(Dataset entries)
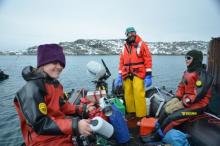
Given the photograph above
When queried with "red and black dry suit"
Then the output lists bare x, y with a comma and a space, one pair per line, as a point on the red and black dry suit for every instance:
199, 98
43, 111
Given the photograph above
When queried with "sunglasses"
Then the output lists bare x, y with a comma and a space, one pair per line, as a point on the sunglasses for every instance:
130, 34
188, 57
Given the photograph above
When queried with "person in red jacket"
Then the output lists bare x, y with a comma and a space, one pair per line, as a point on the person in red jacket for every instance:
191, 98
41, 104
135, 70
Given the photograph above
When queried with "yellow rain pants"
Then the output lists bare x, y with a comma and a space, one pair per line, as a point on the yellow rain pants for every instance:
135, 96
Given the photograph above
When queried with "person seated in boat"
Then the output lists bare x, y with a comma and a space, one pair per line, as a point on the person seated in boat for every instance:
135, 72
42, 106
191, 98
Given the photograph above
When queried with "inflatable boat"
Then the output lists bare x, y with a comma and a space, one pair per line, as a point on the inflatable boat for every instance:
3, 76
203, 130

Assigned task:
How many lines of the entries contain "When"? Answer with a number alone.

Answer area:
6